## Exercise directions
From the rows below, keep only the lines that contain the string "person", and copy each of them out.

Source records
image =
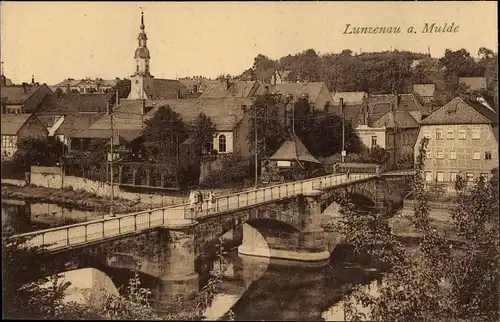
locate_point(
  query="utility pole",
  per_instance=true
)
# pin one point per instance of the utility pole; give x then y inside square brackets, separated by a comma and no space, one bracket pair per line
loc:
[255,146]
[110,112]
[343,153]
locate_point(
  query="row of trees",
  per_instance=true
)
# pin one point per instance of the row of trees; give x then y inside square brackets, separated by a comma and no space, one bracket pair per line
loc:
[320,132]
[437,281]
[25,297]
[381,72]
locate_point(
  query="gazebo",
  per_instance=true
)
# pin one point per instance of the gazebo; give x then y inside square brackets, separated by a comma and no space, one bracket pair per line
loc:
[292,160]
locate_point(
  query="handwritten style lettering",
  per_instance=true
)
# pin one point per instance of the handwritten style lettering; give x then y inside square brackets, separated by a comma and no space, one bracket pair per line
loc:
[351,30]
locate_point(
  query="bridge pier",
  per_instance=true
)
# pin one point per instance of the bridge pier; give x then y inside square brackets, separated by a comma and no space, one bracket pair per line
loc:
[307,245]
[177,272]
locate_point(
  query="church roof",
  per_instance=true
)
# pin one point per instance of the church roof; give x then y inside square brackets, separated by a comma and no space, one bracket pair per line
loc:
[165,89]
[293,150]
[142,52]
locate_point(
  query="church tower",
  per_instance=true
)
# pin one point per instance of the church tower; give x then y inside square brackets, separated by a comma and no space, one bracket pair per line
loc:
[141,80]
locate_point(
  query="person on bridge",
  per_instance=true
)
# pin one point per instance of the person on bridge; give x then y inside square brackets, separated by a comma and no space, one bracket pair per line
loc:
[192,201]
[199,200]
[211,201]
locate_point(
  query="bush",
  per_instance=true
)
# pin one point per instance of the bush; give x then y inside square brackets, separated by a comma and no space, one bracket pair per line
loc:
[234,169]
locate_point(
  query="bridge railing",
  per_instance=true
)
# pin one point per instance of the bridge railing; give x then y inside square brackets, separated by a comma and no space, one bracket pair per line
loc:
[115,226]
[94,230]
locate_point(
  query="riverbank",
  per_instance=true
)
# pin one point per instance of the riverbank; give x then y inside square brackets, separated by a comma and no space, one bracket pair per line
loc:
[73,199]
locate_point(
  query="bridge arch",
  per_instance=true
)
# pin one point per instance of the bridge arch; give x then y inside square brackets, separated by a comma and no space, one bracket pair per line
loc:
[267,223]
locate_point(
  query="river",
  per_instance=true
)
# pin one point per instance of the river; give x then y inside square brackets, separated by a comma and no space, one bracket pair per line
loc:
[254,288]
[22,217]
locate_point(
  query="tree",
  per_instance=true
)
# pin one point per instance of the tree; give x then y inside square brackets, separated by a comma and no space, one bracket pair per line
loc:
[435,282]
[27,300]
[322,132]
[203,133]
[38,151]
[34,301]
[485,53]
[265,118]
[162,134]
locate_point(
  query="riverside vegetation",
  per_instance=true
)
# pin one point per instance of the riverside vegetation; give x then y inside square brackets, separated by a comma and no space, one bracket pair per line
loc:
[36,300]
[436,281]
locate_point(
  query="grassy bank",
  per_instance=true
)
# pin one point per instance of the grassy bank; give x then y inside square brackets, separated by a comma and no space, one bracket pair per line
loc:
[73,199]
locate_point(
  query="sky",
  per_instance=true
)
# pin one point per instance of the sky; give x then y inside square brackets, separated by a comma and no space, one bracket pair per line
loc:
[57,40]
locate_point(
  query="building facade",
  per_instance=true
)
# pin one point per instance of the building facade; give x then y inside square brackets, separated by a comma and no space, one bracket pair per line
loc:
[15,127]
[463,140]
[143,85]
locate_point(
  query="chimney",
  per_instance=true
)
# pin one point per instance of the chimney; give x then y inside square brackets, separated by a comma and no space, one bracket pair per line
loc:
[341,100]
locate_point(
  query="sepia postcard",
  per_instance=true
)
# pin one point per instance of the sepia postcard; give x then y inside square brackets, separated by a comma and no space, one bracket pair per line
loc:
[286,161]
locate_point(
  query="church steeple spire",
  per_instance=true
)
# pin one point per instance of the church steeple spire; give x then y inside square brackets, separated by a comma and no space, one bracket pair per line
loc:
[142,80]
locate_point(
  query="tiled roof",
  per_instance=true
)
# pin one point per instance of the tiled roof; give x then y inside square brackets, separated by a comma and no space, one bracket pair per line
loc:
[425,90]
[284,74]
[165,89]
[7,81]
[237,89]
[293,150]
[127,116]
[70,104]
[350,98]
[396,119]
[297,89]
[76,123]
[69,81]
[475,83]
[119,136]
[12,123]
[225,113]
[86,81]
[379,105]
[351,113]
[459,111]
[18,94]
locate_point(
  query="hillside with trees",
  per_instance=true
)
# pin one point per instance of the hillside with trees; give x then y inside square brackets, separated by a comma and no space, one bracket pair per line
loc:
[381,72]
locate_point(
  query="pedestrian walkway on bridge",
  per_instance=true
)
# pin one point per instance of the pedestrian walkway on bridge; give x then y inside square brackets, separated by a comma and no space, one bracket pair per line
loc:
[180,215]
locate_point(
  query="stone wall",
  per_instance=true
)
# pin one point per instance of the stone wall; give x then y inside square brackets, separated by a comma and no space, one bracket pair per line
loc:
[52,177]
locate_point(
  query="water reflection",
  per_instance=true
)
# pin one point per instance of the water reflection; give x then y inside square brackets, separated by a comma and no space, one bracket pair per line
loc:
[22,216]
[262,289]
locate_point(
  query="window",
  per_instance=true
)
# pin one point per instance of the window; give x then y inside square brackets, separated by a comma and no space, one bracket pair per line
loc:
[222,143]
[210,146]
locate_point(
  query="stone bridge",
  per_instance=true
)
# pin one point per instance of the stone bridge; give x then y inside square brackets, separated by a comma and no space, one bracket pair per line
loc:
[167,241]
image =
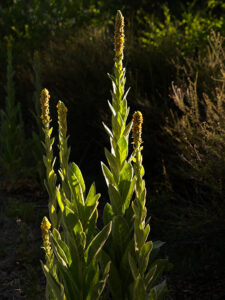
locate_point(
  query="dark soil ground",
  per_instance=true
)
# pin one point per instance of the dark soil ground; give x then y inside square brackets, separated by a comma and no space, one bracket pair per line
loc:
[21,276]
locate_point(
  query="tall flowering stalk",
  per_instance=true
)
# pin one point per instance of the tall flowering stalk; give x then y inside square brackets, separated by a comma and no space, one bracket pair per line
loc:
[145,271]
[72,266]
[119,177]
[49,160]
[64,151]
[127,248]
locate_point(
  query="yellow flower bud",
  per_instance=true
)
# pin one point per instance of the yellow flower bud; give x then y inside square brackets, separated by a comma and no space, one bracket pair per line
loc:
[119,35]
[45,225]
[45,107]
[62,112]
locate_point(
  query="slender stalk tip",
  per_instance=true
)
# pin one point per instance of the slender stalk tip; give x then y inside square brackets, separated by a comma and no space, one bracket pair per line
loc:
[119,35]
[45,107]
[62,113]
[137,129]
[45,225]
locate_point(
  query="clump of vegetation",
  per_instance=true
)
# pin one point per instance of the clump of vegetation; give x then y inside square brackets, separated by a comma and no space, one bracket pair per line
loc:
[80,258]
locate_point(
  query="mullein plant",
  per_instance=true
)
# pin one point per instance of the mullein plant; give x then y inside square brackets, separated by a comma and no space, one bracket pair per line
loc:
[133,272]
[79,257]
[11,128]
[73,246]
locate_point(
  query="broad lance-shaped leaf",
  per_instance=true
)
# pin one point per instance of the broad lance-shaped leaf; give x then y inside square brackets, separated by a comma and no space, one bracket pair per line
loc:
[115,199]
[76,175]
[120,230]
[114,281]
[139,289]
[91,196]
[59,198]
[133,266]
[99,287]
[122,149]
[107,174]
[107,213]
[113,163]
[128,129]
[97,243]
[144,256]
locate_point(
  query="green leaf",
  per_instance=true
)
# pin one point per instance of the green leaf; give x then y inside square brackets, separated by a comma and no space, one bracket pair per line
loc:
[122,148]
[114,280]
[66,251]
[113,164]
[97,243]
[128,129]
[129,195]
[99,287]
[111,108]
[91,194]
[115,199]
[139,289]
[144,256]
[59,198]
[107,174]
[76,175]
[109,132]
[150,274]
[120,230]
[133,267]
[107,213]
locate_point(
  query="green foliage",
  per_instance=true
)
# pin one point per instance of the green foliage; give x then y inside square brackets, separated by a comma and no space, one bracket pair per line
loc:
[81,258]
[72,268]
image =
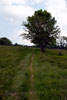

## Response
  query="person on bridge",
# pin one point per instance of the person on bridge; give x then y inside square brackets, separated by a comma and no space, one bracket pair per line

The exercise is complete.